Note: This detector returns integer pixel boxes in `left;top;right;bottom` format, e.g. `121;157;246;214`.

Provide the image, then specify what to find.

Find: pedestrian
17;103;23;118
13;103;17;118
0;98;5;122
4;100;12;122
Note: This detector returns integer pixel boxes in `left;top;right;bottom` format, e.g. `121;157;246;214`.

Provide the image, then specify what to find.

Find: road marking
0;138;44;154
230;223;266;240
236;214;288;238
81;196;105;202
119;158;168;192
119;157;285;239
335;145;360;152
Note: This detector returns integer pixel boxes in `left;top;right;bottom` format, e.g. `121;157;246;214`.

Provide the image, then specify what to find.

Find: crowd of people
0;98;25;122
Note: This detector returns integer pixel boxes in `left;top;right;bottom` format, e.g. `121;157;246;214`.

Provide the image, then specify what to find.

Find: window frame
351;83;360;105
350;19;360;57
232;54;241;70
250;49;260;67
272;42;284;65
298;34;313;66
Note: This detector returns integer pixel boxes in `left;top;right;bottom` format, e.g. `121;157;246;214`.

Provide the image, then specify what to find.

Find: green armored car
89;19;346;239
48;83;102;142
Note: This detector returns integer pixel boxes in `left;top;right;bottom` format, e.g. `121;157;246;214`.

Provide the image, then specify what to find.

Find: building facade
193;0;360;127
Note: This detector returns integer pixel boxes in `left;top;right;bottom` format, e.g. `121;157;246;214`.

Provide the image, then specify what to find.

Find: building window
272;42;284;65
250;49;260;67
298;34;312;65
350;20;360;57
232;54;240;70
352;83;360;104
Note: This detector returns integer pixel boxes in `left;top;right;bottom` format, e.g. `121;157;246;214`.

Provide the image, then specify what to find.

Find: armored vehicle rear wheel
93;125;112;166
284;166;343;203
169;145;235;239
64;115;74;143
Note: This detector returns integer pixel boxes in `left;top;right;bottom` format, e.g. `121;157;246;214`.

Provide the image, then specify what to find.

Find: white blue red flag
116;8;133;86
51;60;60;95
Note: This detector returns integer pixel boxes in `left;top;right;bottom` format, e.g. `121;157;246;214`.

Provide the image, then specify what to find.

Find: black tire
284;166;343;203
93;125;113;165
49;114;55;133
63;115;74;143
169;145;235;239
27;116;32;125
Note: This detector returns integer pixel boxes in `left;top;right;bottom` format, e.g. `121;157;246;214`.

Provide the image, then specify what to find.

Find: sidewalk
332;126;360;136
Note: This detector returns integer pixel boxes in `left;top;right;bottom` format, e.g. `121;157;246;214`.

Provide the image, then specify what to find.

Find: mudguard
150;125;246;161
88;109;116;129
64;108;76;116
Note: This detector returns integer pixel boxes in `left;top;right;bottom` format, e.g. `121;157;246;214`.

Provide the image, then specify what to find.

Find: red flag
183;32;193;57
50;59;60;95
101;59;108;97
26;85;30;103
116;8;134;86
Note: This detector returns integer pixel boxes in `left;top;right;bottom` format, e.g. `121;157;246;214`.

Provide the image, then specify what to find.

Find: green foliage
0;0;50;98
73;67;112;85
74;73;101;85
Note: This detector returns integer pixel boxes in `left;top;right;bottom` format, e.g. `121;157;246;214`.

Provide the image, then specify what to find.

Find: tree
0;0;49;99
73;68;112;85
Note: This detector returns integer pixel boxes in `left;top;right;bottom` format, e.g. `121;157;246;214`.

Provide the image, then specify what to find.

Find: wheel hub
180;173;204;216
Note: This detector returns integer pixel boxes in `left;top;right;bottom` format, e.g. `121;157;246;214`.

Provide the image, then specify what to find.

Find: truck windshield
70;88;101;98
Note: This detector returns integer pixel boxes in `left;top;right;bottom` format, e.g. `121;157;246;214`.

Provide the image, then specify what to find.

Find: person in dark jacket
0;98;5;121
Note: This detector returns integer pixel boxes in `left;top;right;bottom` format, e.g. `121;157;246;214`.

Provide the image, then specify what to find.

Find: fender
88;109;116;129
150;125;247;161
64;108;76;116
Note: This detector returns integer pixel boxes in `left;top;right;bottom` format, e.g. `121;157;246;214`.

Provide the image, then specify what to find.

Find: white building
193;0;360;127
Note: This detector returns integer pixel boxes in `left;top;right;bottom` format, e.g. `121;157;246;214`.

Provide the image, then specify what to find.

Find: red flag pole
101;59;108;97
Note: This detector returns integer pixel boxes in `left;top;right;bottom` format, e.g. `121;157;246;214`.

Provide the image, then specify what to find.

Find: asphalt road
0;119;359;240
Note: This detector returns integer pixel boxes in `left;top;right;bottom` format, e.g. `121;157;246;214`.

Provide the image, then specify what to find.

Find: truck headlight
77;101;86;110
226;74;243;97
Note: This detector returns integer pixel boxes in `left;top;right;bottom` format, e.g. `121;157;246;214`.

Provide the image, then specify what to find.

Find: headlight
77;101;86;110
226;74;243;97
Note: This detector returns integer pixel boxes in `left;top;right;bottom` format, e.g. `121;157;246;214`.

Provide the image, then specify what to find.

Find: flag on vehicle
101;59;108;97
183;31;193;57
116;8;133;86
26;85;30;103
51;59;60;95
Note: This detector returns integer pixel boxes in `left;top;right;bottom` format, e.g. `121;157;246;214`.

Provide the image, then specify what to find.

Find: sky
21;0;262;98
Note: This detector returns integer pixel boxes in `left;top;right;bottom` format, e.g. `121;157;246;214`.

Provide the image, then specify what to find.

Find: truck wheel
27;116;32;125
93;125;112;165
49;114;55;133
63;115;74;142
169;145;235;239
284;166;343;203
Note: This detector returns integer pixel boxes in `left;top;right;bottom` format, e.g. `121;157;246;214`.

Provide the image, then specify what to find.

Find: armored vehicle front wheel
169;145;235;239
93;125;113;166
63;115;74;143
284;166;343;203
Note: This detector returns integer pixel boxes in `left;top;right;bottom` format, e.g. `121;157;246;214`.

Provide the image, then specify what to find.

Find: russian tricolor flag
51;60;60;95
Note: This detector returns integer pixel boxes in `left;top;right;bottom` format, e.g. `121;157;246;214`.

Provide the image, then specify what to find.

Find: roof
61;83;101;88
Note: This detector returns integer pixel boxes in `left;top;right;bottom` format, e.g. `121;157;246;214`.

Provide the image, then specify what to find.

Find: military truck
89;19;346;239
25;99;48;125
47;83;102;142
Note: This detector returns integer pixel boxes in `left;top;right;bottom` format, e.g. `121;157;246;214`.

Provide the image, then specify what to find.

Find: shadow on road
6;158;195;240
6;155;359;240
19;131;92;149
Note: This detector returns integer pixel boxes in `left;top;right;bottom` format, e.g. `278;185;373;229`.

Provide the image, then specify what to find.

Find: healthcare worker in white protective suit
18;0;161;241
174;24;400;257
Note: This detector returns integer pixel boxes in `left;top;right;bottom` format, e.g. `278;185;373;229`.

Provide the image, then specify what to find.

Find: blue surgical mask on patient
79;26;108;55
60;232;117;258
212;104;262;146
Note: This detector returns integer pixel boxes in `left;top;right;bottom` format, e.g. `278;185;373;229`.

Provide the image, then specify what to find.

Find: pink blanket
▬▬▬
EXERCISE DETAILS: From the first line to the last, restate the data above exactly.

WRITTEN SOLUTION:
Note: This detector returns integer pixel boxes in `left;top;right;bottom` format, e.g. `121;157;246;214`.

Provide the image, then specify what to find.

Find: pedestrian
17;103;23;118
13;103;17;118
0;98;5;122
4;100;12;122
Note: This detector returns integer pixel boxes in `left;top;right;bottom` format, e.g. `121;157;246;214`.

Provide the image, then specify what to find.

Find: road marking
0;138;44;154
230;223;266;240
236;214;288;238
81;196;105;202
119;158;168;192
119;157;285;239
335;145;360;152
Note: This detector returns integer pixel boxes in `left;top;right;bottom` format, e.g. `121;157;246;214`.

Provide the image, then specify what to find.

Find: crowd of people
0;98;25;122
Note: This detector returns integer pixel boxes in `left;top;right;bottom` format, e.g. `121;157;246;214`.

Provide the image, then specify what to find.

Find: window frame
351;83;360;105
350;19;360;57
232;54;241;70
250;49;260;67
272;42;284;65
298;34;313;66
Note: This detector returns integer pixel boxes in `left;top;right;bottom` format, e.g. `121;157;246;214`.

Provide the image, then specify what to find.

Find: green armored car
89;19;346;239
48;83;102;142
Note: This detector returns integer pixel boxes in `left;top;right;bottom` format, e.g. `121;157;246;214`.

Provide the image, then specify what to find.

Find: building facade
193;0;360;127
Note: This detector returns integer pixel boxes in `left;top;right;bottom` format, e.g. `121;157;246;214`.

Provide the image, then specify what to find.

Find: building window
272;42;284;65
250;49;260;67
298;34;312;65
350;20;360;57
232;54;240;70
352;83;360;104
Note: This detector returns integer pixel boxes in `left;top;right;bottom` format, e.g. `121;157;246;214`.

Provide the image, then specify what to find.

Find: armored vehicle rear wheel
93;125;112;166
284;166;343;203
169;145;235;239
64;115;74;143
Note: This detector returns integer pixel boxes in `left;top;right;bottom` format, e.g. `121;157;246;214`.

Provide the image, then specify what to find.

Find: white blue red flag
116;8;133;86
51;60;60;95
Note: This detector returns integer pixel boxes in `left;top;right;bottom` format, e.g. `121;157;246;214`.

Provide the image, then specify what to find.

Find: black tire
284;166;343;203
93;125;113;165
49;114;55;133
63;115;74;143
169;145;235;239
27;116;32;125
Note: This detector returns integer pixel boxes in `left;top;right;bottom` format, e.g. `121;157;246;214`.

Provide the image, then specify what to find.

Find: sidewalk
332;126;360;136
Note: This detector returns integer pixel boxes in `left;top;right;bottom` format, e.g. `121;157;246;214`.

Provide the image, then specify what to find.

Find: mudguard
150;125;246;161
88;109;116;129
64;108;76;116
Note: This detector returns integer pixel boxes in `left;top;right;bottom` format, e.g. `121;157;246;214`.

Provide the image, then specify what to find.

Find: red flag
183;32;193;57
50;59;60;95
101;59;108;97
26;85;30;103
116;8;134;86
Note: This detector returns integer pixel boxes in `left;top;right;bottom` format, e.g. `121;157;246;214`.

Provide the image, then specify what to find.

Find: green foliage
0;0;50;98
73;67;112;85
74;73;101;85
Note: This detector returns integer pixel boxes in `left;top;right;bottom` format, e.g. `121;157;246;214`.

Provide the image, then specify what to find.

Find: tree
0;0;49;99
73;68;112;85
Note: This detector returns integer pixel boxes in `left;top;right;bottom` format, e.g. `121;157;246;214`.

Provide the image, then specify what to find.

Find: wheel hub
180;173;204;216
Note: This detector returns integer pixel boxes in `left;top;right;bottom` format, e.g. `121;157;246;214`.

Provide the image, then specify what to find.

Find: truck windshield
70;88;101;98
Note: This detector returns integer pixel boxes in `left;top;right;bottom` format, e.g. `121;157;246;214`.

Provide the image, then specify what to find.

Find: person in dark jacket
0;98;5;121
Note: This detector returns integer pixel boxes in `left;top;right;bottom` format, e.g. `121;157;246;214`.

Provide the image, then specify what to find.

Find: fender
88;109;116;129
150;125;247;161
64;108;76;116
Note: This detector returns integer pixel boxes in `left;top;right;bottom` format, e.g. `121;157;246;214`.

Provide the image, then specify what to find.

Find: white building
193;0;360;127
Note: This detector returns integer pixel boxes in `left;top;right;bottom` format, e.g. `121;157;246;214`.

Provide the image, then specify what to find.

Find: red flag pole
101;59;108;97
Note: This detector returns integer pixel boxes in `left;top;right;bottom` format, e.g. `121;157;246;214`.

Provide the image, then specify what to find.

Find: asphalt road
0;119;359;240
Note: This detector returns integer pixel boxes in `left;top;right;bottom` format, e.g. `121;157;246;214`.

Provide the image, then specify what to find.

Find: truck headlight
77;101;86;110
226;74;243;97
Note: This detector returns integer pixel boxes in `left;top;right;bottom` format, e.g. `121;157;246;214`.

Provide the image, then specify what to find.

Find: headlight
77;101;86;110
226;74;243;97
Note: This detector returns integer pixel boxes in `left;top;right;bottom` format, e.g. `121;157;246;214`.

Provide the image, then specify what to find.

Find: flag on vehicle
101;59;108;97
183;31;193;57
116;8;133;86
26;85;30;103
51;59;60;95
Note: This detector returns integer pixel boxes in `left;top;right;bottom` format, e.g. `121;157;246;214`.

Provide the image, then specify what to find.

Find: sky
21;0;262;98
Note: This detector returns integer pixel boxes in `left;top;right;bottom` format, e.g. `121;157;246;214`.

Provide the image, then specify what to find.

Find: truck wheel
27;116;32;125
93;125;112;165
49;114;55;133
63;115;74;142
169;145;235;239
284;166;343;203
Note: This detector returns integer pixel boxes in `left;top;right;bottom` format, e.g. `121;157;246;214`.

Provide the image, then specify what to find.

Find: armored vehicle front wheel
169;145;235;239
93;125;113;166
63;115;74;143
284;166;343;203
Note: This detector returns integer pixel boxes in `left;top;right;bottom` format, e.g. `121;157;246;214`.

Provide the image, then specify what to find.

Find: russian tricolor flag
51;60;60;95
Note: This detector returns integer pixel boxes in `left;top;right;bottom` format, e.g. `121;157;246;214`.

Provide the image, then specify what to find.

Find: roof
61;83;101;88
Note: This detector returns integer pixel boxes in `left;top;right;bottom` format, e.g. `121;157;246;214`.

Provide the image, then specify what to find.

Find: military truck
89;19;346;239
25;99;48;125
47;83;102;142
Note: This detector returns integer pixel boxes in `left;top;right;bottom` format, e.g. `121;157;246;214`.

Provide the image, then specify what to find.

Find: shadow on road
6;158;195;240
6;155;359;240
19;131;92;149
Note: This detector returns integer pixel boxes in `left;top;right;bottom` format, e.g. `278;185;373;229`.

Provide the image, then specify what to find.

Find: healthcare worker in white protective suit
18;0;161;241
174;24;400;257
Note: This detector returns integer pixel boxes in `left;top;right;bottom` format, e.g. `278;185;373;229`.

Provide the image, then specify what to find.

Find: blue surgical mask on patient
79;26;108;55
60;232;117;258
212;104;262;146
Note: This detector returns integer pixel boxes in `left;top;right;bottom` format, e.g. `278;185;373;229`.

Provide the image, then specify what to find.

Find: pink blanket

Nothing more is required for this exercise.